:: TO BE DONE ::
Rewrite everything from the line containing "Where can the dark" down to the end of the entries, changing "photo" to "image" and leaving all else the same. Don't include the pictures in your answer.

□ □ □

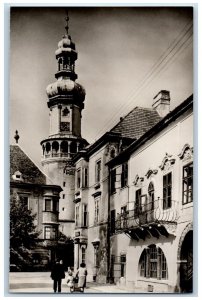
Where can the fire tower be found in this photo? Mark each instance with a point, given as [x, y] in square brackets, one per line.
[65, 102]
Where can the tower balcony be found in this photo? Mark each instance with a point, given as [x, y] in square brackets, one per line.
[152, 219]
[60, 148]
[50, 217]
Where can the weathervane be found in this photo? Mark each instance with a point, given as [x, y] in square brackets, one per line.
[67, 20]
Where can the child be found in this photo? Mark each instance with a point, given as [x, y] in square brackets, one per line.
[70, 278]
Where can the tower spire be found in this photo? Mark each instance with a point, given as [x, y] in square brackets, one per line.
[16, 137]
[67, 21]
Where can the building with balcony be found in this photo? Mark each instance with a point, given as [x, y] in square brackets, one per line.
[28, 185]
[92, 190]
[151, 207]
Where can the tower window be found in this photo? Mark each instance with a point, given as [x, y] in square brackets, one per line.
[78, 178]
[47, 204]
[65, 112]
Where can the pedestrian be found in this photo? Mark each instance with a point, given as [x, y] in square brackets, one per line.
[81, 274]
[57, 274]
[70, 279]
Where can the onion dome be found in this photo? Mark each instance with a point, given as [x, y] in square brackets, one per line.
[66, 87]
[66, 47]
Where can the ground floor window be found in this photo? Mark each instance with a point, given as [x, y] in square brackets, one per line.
[123, 265]
[153, 263]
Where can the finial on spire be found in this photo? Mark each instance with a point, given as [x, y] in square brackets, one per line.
[16, 137]
[67, 20]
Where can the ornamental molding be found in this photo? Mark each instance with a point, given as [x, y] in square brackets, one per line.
[69, 168]
[189, 227]
[138, 180]
[186, 153]
[151, 172]
[167, 162]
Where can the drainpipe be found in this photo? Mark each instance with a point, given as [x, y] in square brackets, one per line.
[108, 229]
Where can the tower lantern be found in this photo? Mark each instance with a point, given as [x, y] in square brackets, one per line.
[65, 102]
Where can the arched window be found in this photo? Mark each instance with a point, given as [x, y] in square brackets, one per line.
[152, 263]
[55, 148]
[64, 148]
[48, 148]
[151, 196]
[73, 147]
[65, 112]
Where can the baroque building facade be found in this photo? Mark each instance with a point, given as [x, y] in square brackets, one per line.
[151, 223]
[134, 211]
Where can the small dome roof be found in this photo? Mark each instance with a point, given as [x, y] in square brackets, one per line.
[66, 87]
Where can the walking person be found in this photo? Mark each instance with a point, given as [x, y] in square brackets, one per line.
[57, 274]
[82, 273]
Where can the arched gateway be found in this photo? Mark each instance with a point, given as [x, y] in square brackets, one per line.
[185, 259]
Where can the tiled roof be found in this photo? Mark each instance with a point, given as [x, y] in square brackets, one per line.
[20, 162]
[137, 122]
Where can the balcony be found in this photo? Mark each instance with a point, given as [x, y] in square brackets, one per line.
[50, 217]
[151, 219]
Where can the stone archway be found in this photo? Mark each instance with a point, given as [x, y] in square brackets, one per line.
[185, 259]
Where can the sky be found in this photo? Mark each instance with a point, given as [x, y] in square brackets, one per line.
[126, 55]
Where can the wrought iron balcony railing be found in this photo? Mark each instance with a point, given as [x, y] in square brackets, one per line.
[157, 212]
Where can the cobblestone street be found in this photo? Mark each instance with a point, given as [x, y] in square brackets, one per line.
[41, 283]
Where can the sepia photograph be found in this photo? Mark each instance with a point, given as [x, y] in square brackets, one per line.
[101, 141]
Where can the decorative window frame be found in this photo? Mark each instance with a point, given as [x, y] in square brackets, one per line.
[186, 155]
[138, 181]
[167, 163]
[151, 172]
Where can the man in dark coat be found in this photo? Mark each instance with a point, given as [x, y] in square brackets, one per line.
[57, 274]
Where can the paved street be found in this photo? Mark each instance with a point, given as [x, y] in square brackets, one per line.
[40, 282]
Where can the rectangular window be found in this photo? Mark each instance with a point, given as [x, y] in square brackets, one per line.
[47, 204]
[85, 215]
[25, 201]
[137, 208]
[77, 215]
[123, 265]
[113, 181]
[97, 201]
[98, 171]
[85, 177]
[124, 175]
[153, 262]
[112, 221]
[83, 255]
[187, 184]
[50, 233]
[167, 190]
[78, 176]
[55, 206]
[124, 216]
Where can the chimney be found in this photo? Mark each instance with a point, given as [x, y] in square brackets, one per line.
[161, 103]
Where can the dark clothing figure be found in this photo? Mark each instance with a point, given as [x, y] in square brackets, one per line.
[57, 275]
[82, 273]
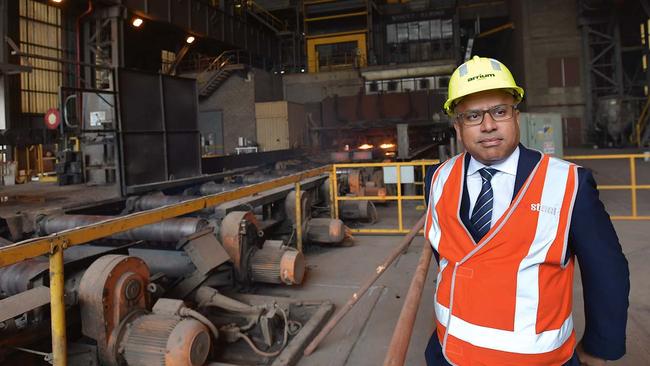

□ □ □

:: COMPLETE OUTPUT ::
Where can the dark clothing figure be found in this image? Mark each instance with a point, given as [x, y] in square brackets, one per line.
[57, 275]
[82, 273]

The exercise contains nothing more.